● **Consigne 1**
Traduisez en anglais cette phrase de la notice sur l'opéra Charlotte Corday : « Création à l'Opéra-Populaire (théâtre du Château-d'Eau) le 16 février 1901 ; mise en scène de G. Nerval. »
● **Consigne 2**
Recopiez fidèlement le passage de la notice sur l'opéra Charlotte Corday qui commence par « Ciel ! qui vient » et se termine par « de Bretteville (seule) ».

Charlotte Corday

 

 

 

Drame lyrique en trois actes, un prologue et cinq tableaux, livret d'Armand SILVESTRE, musique d'Alexandre GEORGES.

 

   partition

 

 

Création à l'Opéra-Populaire (théâtre du Château-d'Eau) le 16 février 1901 ; mise en scène de G. Nerval.

  

 

 

personnages

créateurs

Charlotte Corday Mmes Georgette LEBLANC
Mme de Bretteville LAGARD
Simone Evrard DULAC
Barbaroux MM. Emile CAZENEUVE
Marat DANGÈS
le Comte de Lux CORIN
Chef d'orchestre Henri BÜSSER

 

 

 

Catalogue des morceaux

 

Prologue - la Taverne du Paon, à Paris, en 1793

Scène I

Marat, nous ne croyons qu'en toi Marat et ses Sectaires

Scène II

La la la la la la Foule acclamant Marat

Acte I - à Caen - Un salon chez Mme de Bretteville

Prélude

   

Scène I

Nous vivons dans des temps moroses Charlotte, Mme de Bretteville, Comte de Lux, Invités

Scène II

Sus à la tyrannie les Mêmes, les Girondins au dehors, Chœur

Scène III

Que tes maux sont légers Charlotte (seule)

Scène IV

Ciel ! qui vient ? - Un proscrit Charlotte, Barbaroux

Scène V

Il a fallu sans doute Charlotte (seule)

Scène VI

En tremblant je me suis levée Mme de Bretteville (seule)

Scène VII

C'est mal ce que je fais Charlotte (seule), les adieux de Charlotte

Acte II - à Paris - le Jardin du Palais-Royal en 1793

Prélude

   

Scène I

Courant à perdre haleine les Enfants surveillés par les Mères, Ronde

Scène II

Et sous sa robe d'or, Judith cacha le glaive les Mêmes, Charlotte

Scène III

Demandez : "l'Ami du Peuple" les Mêmes, Crieurs de journaux, Chœur

Scène IV

Le ciel, a dans cette rencontre Charlotte (seule)

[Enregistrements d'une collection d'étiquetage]

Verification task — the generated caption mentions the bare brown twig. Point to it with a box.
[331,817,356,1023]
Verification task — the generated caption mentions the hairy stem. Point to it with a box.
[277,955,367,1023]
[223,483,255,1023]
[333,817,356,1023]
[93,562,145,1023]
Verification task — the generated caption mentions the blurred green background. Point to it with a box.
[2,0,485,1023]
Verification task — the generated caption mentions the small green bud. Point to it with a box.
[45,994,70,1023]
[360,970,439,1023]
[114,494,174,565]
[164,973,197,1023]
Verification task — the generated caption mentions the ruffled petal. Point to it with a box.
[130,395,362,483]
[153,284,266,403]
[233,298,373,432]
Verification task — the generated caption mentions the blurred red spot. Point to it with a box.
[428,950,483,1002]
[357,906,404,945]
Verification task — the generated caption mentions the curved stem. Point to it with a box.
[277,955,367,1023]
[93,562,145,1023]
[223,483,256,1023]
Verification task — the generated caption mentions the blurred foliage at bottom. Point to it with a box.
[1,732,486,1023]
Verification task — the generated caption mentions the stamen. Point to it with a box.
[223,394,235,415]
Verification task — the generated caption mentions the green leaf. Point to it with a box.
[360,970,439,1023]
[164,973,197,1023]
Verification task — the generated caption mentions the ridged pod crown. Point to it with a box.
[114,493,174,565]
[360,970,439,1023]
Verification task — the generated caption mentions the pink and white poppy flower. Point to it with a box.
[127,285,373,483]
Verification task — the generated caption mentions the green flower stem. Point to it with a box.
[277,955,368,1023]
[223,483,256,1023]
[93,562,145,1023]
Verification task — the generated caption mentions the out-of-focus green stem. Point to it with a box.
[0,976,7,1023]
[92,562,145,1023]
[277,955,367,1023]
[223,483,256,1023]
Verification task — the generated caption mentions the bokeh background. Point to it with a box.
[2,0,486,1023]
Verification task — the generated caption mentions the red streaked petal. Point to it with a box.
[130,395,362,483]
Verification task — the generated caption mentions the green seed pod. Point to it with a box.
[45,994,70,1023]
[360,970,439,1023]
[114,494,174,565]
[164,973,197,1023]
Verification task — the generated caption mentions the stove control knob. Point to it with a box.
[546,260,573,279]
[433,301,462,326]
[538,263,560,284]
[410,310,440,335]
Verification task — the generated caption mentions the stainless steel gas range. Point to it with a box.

● **Réponse 1**
Premiered at the Opéra-Populaire (Théâtre du Château-d'Eau) on February 16, 1901; staged by G. Nerval.

● **Réponse 2**
Ciel ! qui vient ? - Un proscrit Charlotte, Barbaroux

Scène V

Il a fallu sans doute Charlotte (seule)

Scène VI

En tremblant je me suis levée Mme de Bretteville (seule)